Reproduce every one of the records below word for word.

+-------+

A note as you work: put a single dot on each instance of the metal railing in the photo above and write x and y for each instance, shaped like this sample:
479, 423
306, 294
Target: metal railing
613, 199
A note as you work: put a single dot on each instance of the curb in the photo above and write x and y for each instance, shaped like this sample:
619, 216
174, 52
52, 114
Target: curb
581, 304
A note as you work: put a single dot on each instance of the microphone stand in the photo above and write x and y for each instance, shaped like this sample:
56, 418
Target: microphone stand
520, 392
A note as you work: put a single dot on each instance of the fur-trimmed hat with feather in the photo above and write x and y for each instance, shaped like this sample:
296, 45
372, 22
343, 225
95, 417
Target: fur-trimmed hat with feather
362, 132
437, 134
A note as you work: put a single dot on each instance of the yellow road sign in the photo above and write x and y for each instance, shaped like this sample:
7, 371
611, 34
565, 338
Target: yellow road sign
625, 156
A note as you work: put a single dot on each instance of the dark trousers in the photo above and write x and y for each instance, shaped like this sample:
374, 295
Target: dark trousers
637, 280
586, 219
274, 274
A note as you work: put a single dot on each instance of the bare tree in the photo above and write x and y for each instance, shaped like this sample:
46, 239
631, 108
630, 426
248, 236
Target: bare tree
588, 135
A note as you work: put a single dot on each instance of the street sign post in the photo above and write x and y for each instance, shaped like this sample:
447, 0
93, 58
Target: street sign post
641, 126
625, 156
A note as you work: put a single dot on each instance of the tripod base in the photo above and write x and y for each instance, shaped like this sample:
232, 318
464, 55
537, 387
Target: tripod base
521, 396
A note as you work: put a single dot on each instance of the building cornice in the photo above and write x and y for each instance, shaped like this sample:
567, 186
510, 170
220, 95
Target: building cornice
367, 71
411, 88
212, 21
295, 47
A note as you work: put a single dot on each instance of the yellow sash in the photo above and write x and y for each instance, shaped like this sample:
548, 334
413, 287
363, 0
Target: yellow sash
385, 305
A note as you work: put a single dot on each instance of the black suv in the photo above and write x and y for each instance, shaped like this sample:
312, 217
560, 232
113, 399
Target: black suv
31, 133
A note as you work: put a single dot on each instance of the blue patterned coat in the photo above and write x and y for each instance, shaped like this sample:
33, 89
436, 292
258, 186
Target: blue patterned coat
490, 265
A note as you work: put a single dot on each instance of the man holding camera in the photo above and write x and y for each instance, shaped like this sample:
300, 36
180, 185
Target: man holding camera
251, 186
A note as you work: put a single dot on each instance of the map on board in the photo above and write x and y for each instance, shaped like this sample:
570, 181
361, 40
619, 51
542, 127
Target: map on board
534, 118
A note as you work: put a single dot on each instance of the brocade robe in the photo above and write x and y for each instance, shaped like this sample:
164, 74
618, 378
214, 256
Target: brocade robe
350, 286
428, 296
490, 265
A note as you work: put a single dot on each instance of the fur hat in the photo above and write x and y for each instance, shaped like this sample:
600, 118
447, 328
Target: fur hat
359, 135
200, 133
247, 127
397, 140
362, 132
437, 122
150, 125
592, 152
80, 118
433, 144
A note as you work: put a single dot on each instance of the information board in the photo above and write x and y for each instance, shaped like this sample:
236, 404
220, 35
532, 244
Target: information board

+-------+

◆ COMPLETED EXERCISE
A note as you work: put a single dot on each instance of the metal railing in the photo above and write x and y for each instance, shaped like this sample:
479, 423
306, 294
Target: metal railing
613, 199
A note as you work: put a single dot on each instance of the curb in the photo above and write x and y for each instance, shaped like this sample:
619, 216
174, 52
52, 114
Target: curb
581, 304
A note as you work: put a single dot on each instance of the microphone stand in the photo above and write x and y for each instance, shaped like this sample:
56, 418
Target: microphone stand
520, 392
A note as you work: put a single dot on each instance of the fur-trimmed hat with feather in the photo above and write x and y for each instance, shaped like this sample:
296, 45
372, 22
343, 225
95, 417
Target: fur-trimmed hat with feather
362, 132
437, 134
A note as you work: put a single dot on each instance of the yellow road sign in the photo above and write x and y for each instance, shaped like this sample:
7, 371
611, 34
565, 338
Target: yellow road sign
625, 156
A note as you work: put a single dot on each instance of the dark trousers in the photo above and write x and y for each instance, shaped like this sample:
374, 295
Target: dark trousers
637, 280
586, 219
274, 274
A note as you work: put a single dot on each instance of the bare tree in the photo above and write x and y for each instance, shaped like this sample:
46, 239
631, 108
630, 426
248, 236
Target: bare tree
588, 135
A note as you work: put a single dot on each instance of the street sign post in the photo above and write x and y for each instance, shaped like this sample:
447, 0
93, 58
Target: street sign post
641, 126
625, 156
A note as you work: put a single dot on each instance of the tripod base in the photo above and write x and y for each instance, shaped like this sample:
232, 318
464, 55
537, 387
Target: tripod base
521, 396
A note as you work: put a single dot on each instance of the building cornice in the photo above and write x and y for each instance, shaped like this sample:
567, 186
510, 170
220, 95
Target: building cornice
367, 71
411, 88
212, 21
295, 47
A note as you work: put a single dot on each instance of the yellow sash in the photo above and write x and y for each instance, shaped like this sample:
548, 334
413, 287
363, 0
Target: yellow sash
385, 305
A note as you work: put a single dot on each instance of the black suv in the photo above and write x and y for each instance, shaped like this sample:
312, 217
560, 232
113, 399
Target: black suv
31, 133
A note as you work: put a single dot on each instance of the blue patterned coat in the photo above and write x and y for each instance, shaped like this sample:
33, 89
436, 292
258, 186
Target: blue patterned coat
490, 265
A note as you work: put a single dot on each instance of the man holding camera in the photo above and write x and y for each instance, shaped like this sample:
300, 36
180, 185
Target: man holding camera
251, 186
A note as you work: put a single dot on each instance of the map on board in the photo above and write x and y for each instance, shaped like this sample:
570, 181
361, 40
619, 51
542, 127
Target: map on board
534, 118
A note as you work: put a single dot on each instance of the brocade robe in the photo above and write x and y for each instance, shaped like this sample:
164, 74
618, 378
214, 256
Target: brocade robe
350, 286
428, 296
490, 265
A note as you work: put a single dot on each instance of the fur hat in the photo above and write x and y for each instance, shaped like this sample:
600, 118
447, 328
Target: fur hat
359, 135
200, 133
247, 127
397, 140
362, 132
437, 122
150, 125
592, 152
80, 118
433, 144
A note as you work: put a single dot on each instance of the information board in the photo above and write x and y for each instance, shaped like this sample:
236, 404
220, 35
532, 244
Target: information board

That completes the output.